- [Rows]:
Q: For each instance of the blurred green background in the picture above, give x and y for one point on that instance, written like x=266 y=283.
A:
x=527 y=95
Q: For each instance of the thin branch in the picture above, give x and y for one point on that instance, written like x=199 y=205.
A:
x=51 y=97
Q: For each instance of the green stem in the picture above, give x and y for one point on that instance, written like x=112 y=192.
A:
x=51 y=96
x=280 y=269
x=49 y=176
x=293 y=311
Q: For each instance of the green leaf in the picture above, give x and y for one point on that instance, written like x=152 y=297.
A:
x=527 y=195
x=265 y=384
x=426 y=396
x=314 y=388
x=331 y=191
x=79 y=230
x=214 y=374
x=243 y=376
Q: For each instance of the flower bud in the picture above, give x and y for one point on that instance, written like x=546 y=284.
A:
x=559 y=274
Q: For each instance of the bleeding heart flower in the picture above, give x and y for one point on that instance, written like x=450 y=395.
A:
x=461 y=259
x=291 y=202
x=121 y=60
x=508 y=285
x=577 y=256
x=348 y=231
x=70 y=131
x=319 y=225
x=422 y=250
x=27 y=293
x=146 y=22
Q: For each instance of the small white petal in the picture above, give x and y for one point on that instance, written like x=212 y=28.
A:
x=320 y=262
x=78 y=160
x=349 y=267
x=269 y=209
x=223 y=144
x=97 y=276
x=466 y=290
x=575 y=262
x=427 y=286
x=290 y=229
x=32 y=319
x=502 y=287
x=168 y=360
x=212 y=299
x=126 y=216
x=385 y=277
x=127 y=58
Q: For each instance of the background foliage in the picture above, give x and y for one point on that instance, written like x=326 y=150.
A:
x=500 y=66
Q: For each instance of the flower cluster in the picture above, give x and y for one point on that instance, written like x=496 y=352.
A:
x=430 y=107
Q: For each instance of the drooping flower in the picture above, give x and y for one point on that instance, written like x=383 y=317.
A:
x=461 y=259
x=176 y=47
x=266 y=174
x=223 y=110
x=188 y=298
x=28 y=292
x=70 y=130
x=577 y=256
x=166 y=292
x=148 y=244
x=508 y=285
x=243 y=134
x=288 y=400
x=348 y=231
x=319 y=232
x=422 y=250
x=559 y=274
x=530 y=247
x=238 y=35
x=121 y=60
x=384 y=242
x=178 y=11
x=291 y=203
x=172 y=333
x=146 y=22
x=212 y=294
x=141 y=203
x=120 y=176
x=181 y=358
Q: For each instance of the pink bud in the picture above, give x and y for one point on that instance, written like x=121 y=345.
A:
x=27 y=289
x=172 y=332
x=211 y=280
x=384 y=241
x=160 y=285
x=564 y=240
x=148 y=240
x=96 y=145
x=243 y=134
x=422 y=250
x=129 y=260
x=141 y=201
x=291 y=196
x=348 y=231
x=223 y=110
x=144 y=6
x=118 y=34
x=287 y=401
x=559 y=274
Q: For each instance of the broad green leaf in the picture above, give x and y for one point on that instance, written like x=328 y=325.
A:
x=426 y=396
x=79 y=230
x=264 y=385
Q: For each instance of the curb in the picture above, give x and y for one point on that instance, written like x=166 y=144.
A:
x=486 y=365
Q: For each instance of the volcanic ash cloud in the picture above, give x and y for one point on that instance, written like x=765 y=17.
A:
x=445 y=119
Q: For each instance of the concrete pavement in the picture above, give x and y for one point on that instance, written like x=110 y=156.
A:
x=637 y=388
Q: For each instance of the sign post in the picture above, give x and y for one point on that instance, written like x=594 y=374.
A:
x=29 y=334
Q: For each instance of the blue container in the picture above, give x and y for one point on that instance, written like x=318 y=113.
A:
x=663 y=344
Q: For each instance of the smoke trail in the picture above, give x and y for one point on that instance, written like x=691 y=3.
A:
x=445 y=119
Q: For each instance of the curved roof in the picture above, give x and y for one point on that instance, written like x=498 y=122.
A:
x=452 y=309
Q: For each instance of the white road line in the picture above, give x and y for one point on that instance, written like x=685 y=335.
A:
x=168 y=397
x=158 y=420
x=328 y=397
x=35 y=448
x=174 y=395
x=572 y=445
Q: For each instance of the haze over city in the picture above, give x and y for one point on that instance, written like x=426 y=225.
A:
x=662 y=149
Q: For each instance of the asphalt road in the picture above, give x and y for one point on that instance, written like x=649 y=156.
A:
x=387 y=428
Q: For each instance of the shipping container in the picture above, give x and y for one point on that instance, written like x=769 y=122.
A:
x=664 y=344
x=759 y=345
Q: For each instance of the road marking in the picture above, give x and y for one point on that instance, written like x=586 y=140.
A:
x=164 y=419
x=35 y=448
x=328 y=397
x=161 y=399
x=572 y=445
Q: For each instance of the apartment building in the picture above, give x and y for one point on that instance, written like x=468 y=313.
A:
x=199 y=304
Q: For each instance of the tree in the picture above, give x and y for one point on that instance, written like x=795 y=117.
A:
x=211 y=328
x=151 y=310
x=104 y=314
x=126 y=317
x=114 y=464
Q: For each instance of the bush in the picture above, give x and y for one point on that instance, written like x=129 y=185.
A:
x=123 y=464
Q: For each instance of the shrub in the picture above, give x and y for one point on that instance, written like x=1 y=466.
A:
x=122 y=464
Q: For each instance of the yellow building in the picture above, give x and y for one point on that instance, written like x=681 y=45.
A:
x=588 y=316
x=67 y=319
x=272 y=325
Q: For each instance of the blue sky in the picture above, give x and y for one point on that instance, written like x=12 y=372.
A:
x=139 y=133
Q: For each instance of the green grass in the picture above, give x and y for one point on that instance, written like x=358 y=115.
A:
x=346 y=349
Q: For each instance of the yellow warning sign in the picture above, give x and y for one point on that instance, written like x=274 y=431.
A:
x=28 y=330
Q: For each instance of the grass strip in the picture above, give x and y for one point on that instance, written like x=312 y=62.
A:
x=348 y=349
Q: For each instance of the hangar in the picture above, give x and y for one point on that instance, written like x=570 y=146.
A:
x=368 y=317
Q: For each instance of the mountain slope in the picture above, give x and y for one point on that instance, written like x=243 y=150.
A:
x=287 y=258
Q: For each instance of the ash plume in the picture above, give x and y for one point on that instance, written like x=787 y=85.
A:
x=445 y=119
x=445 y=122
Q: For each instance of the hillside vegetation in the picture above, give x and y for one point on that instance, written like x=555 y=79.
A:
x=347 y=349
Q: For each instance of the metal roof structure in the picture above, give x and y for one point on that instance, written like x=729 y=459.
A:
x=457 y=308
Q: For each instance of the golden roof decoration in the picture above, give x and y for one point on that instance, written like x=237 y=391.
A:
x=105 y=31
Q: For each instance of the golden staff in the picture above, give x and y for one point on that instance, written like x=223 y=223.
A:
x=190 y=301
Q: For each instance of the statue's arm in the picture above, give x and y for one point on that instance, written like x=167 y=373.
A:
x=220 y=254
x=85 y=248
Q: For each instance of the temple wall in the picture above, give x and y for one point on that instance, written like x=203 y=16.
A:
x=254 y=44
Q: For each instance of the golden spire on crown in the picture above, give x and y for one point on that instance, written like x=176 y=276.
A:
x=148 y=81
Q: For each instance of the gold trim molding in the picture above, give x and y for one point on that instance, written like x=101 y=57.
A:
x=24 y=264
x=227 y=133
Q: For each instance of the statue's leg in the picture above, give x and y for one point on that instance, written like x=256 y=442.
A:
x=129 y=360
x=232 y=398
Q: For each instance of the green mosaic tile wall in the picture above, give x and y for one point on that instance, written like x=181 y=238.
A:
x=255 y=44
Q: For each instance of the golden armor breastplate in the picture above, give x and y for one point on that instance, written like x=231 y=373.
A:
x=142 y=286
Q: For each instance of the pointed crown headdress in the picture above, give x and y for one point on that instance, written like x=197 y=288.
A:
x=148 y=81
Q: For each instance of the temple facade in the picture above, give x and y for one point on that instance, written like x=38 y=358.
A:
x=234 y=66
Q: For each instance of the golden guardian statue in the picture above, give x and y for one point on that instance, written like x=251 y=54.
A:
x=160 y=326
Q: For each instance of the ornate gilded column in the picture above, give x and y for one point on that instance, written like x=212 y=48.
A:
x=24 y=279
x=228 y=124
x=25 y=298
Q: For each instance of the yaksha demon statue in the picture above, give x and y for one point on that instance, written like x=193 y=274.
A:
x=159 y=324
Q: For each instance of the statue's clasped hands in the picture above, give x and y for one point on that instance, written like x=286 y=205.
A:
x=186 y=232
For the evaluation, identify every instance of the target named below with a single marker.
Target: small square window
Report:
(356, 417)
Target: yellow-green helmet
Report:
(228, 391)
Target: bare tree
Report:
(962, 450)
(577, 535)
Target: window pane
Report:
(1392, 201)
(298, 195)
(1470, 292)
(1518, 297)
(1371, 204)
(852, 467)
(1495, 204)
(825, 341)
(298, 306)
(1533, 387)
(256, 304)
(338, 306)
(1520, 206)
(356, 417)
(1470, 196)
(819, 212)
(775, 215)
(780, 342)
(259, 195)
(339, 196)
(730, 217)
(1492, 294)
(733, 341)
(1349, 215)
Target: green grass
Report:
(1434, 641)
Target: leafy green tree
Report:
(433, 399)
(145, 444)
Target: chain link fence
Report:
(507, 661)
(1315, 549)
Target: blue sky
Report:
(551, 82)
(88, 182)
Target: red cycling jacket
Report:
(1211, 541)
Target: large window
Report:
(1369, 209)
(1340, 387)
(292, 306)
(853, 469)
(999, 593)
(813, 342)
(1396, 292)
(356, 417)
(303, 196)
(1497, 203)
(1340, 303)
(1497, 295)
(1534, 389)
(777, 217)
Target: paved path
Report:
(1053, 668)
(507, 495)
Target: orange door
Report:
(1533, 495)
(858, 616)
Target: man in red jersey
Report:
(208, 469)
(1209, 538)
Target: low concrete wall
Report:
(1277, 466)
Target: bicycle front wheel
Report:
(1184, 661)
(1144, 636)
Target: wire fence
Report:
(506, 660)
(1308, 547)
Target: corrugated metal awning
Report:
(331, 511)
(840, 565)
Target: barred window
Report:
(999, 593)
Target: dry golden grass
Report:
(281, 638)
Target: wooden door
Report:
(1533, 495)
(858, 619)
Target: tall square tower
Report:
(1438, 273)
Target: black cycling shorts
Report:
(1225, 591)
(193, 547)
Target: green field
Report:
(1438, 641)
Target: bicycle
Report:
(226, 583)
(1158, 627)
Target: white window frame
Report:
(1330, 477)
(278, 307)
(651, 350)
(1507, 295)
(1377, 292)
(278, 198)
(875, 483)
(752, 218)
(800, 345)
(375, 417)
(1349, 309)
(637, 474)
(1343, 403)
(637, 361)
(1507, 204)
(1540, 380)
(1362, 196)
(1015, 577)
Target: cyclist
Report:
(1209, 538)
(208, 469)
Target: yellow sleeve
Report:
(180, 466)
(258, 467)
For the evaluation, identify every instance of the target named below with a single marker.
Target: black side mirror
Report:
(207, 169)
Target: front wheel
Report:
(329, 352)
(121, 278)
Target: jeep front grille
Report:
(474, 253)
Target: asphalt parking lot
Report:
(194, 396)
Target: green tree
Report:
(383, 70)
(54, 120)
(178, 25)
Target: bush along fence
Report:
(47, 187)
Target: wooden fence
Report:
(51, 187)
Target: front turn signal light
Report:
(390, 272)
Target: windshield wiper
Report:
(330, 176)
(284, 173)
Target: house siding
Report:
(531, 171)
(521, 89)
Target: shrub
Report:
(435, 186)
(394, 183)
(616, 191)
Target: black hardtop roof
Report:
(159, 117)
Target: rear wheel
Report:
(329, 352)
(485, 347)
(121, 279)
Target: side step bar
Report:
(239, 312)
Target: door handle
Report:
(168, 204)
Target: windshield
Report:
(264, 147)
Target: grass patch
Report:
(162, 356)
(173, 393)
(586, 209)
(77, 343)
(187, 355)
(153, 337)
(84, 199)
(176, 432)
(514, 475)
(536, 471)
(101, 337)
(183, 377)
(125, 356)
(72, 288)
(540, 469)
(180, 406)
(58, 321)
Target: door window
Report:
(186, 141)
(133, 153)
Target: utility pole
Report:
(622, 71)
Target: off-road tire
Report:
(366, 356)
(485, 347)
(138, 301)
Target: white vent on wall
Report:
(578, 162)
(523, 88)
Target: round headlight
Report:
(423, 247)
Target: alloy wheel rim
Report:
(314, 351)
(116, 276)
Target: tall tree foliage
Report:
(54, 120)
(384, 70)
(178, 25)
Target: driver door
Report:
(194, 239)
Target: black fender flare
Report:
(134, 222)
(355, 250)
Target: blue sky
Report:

- [Given request]:
Reproduce word for word the stretch of the records above, from the line containing "Target: house siding" through the end of the records.

- [Written solution]:
Target: house siding
Report:
(531, 171)
(521, 89)
Target: shrub
Report:
(435, 186)
(394, 183)
(616, 191)
Target: black hardtop roof
Report:
(159, 117)
Target: rear wheel
Report:
(329, 352)
(485, 347)
(121, 279)
Target: side step bar
Report:
(239, 312)
Target: door handle
Report:
(168, 204)
Target: windshield
Report:
(264, 147)
Target: grass patch
Report:
(162, 356)
(173, 393)
(586, 209)
(77, 343)
(187, 355)
(153, 337)
(84, 199)
(176, 432)
(514, 475)
(536, 471)
(101, 337)
(183, 377)
(125, 356)
(72, 288)
(540, 469)
(180, 406)
(58, 321)
Target: door window
Report:
(186, 141)
(133, 153)
Target: utility pole
Report:
(622, 71)
Target: off-road tire
Report:
(366, 356)
(485, 347)
(138, 301)
Target: white vent on wall
Report:
(578, 162)
(523, 88)
Target: round headlight
Report:
(423, 247)
Target: alloy wheel rim
Report:
(314, 351)
(116, 276)
Target: tall tree foliage
Report:
(54, 120)
(384, 70)
(178, 25)
Target: driver door
Report:
(194, 239)
Target: black fender flare
Report:
(134, 222)
(355, 250)
Target: blue sky
Report:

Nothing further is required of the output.